--- Begin ---
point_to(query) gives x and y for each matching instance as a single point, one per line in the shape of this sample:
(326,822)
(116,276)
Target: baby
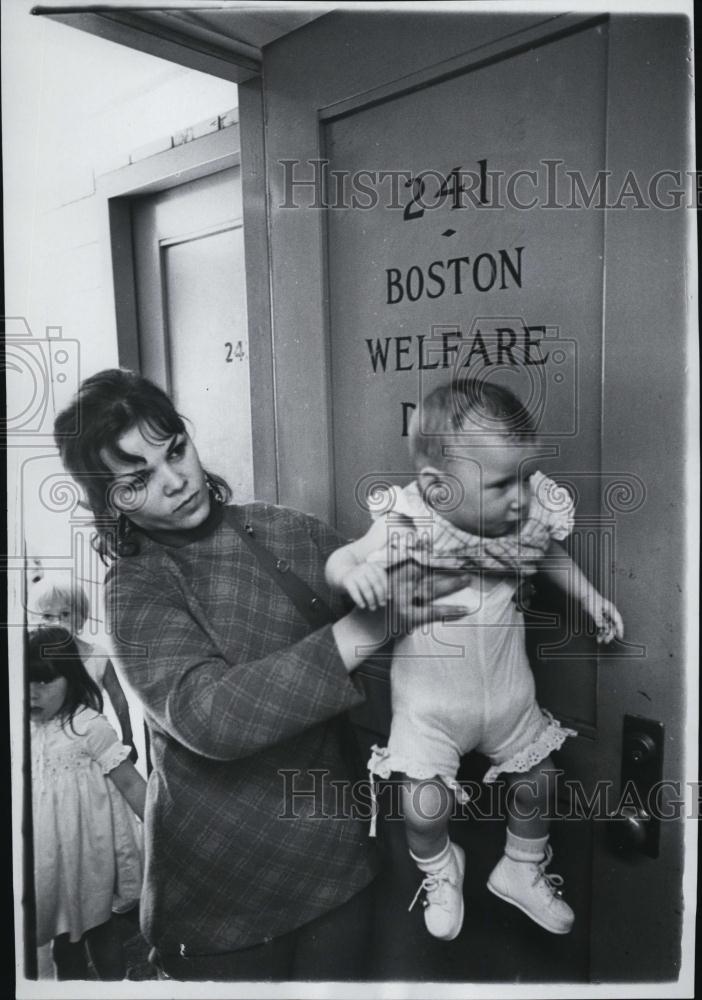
(467,685)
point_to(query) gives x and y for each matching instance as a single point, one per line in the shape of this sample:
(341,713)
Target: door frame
(201,157)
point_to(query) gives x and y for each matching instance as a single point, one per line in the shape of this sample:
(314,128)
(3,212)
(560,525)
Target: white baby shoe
(443,892)
(525,884)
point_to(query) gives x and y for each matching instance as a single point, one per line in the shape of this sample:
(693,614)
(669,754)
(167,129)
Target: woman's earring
(213,489)
(124,529)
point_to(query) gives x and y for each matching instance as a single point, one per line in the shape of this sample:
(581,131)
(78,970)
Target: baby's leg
(520,877)
(427,807)
(529,796)
(106,951)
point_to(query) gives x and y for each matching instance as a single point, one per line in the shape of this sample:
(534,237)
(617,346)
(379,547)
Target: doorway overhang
--- End ---
**What is expected:**
Quote the data exactly, leaving every image out of the copy.

**Result of this exercise:**
point_to(query) gives x and y for each matching instance as a single point, one per line in the shape of this sample:
(326,822)
(116,276)
Target: baby
(467,685)
point_to(query) gives x and y for each matching instance as a single point, one per line in the shape of this sample:
(341,713)
Target: door frame
(201,157)
point_to(query) gives x and y for each matching instance as a single point, one per line in the shape of this sample:
(314,128)
(3,212)
(560,525)
Target: white baby shoe
(443,892)
(525,884)
point_to(query) gives x and y for each matching instance as a single point, one per line in the shape of this sample:
(693,614)
(669,754)
(167,129)
Target: woman's earring
(213,489)
(124,529)
point_to(query) gives x and y for each matching instance as a single point, one per line in the shape of this sample:
(581,131)
(78,970)
Target: baby's leg
(520,877)
(427,807)
(529,796)
(106,951)
point_to(query) gives x and y for each matching instance as a single point, one per line in the shape of this sample:
(534,237)
(617,346)
(379,547)
Target: doorway overhang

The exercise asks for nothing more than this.